→ EXTRACT TO READ:
In any case, this seems to be a clearly defined matter in this case.

«The Crux of the Biscuit is the Apostrophe»

The discussion in this thread is about the side effects of implicit typecasting/conversions of whole numbers to augment precision when operations may cause an overflow.

Perl does this by switching to double floats with E0 were the mantissa has 53 bits (opposed to integers with 32 or 64 bits, depending on the built).

Now from what I read on Wikipedia is Rust strictly typed.

Hence I really don't understand what your code is supposed to show.

Is there any implicit typecasting in your code?°

update

According to this tutorial: https://oylenshpeegul.gitlab.io/from-perl-to-rust/numbers.html this can't be, because coercion has to be made explicitly.

Cheers Rolf
_{(addicted to the Perl Programming Language :)
see Wikisyntax for the Monastery}

I don't see any incrementing beyond 2**53 (or any incrementing at all) in there. I don't know what you're trying to prove, but it doesn't relate to the passage you quoted.

That's Raku/Perl6?

(at least I'm not aware of any other language applying use to import a module)

Cheers Rolf
_{(addicted to the Perl Programming Language :)
see Wikisyntax for the Monastery}

When I referred to "Application which require integers ...", I assumed that the reason that they required integers was that they needed mathematically exact results. Yes, the typed languages usually require you to explicitly specify an appropriate integer type. I still believe that my conclusion holds in this case.

→ DIRECTIONS:
1. From the forum thread on Perl number conversion, extract the passage starting at "(at least I'm" and ending at "holds in this case.".
2. In the forum thread on Perl number conversion, how many bits does the mantissa have when Perl switches to double floats?
3. Carry on the forum thread about Perl number conversion from its final sentence.

→ DATA SHOWN:
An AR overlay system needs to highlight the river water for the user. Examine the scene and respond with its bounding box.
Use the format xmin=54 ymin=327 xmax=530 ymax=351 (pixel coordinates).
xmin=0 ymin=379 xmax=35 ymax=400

→ ANSWERS BY TASK:
1.
(at least I'm not aware of any other language applying use to import a module)

Cheers Rolf
_{(addicted to the Perl Programming Language :)
see Wikisyntax for the Monastery}

When I referred to "Application which require integers ...", I assumed that the reason that they required integers was that they needed mathematically exact results. Yes, the typed languages usually require you to explicitly specify an appropriate integer type. I still believe that my conclusion holds in this case.

2. 53 bits.

3.
Bill

I'm no expert in statically typed languages..

... how many of them support x^y with integers?

Those exponentiation algorithms are normally implemented for real numbers and produce a float.

The core problem we saw and most Perl experiments here is that 2**53 is a float whose error margin doesn't allow a consistent conversion to 64 bit integer anymore.

If your statically typed language doesn't support this out-of-the-box - and Perl is build on top of C - your statement is just comparing apples with oranges.

Cheers Rolf
_{(addicted to the Perl Programming Language :)
see Wikisyntax for the Monastery}

You'll have the same problems using doubles near 2**53 in another language. You'd have to use 64-bit ints to avoid that. Same in Perl. It doesn't hold.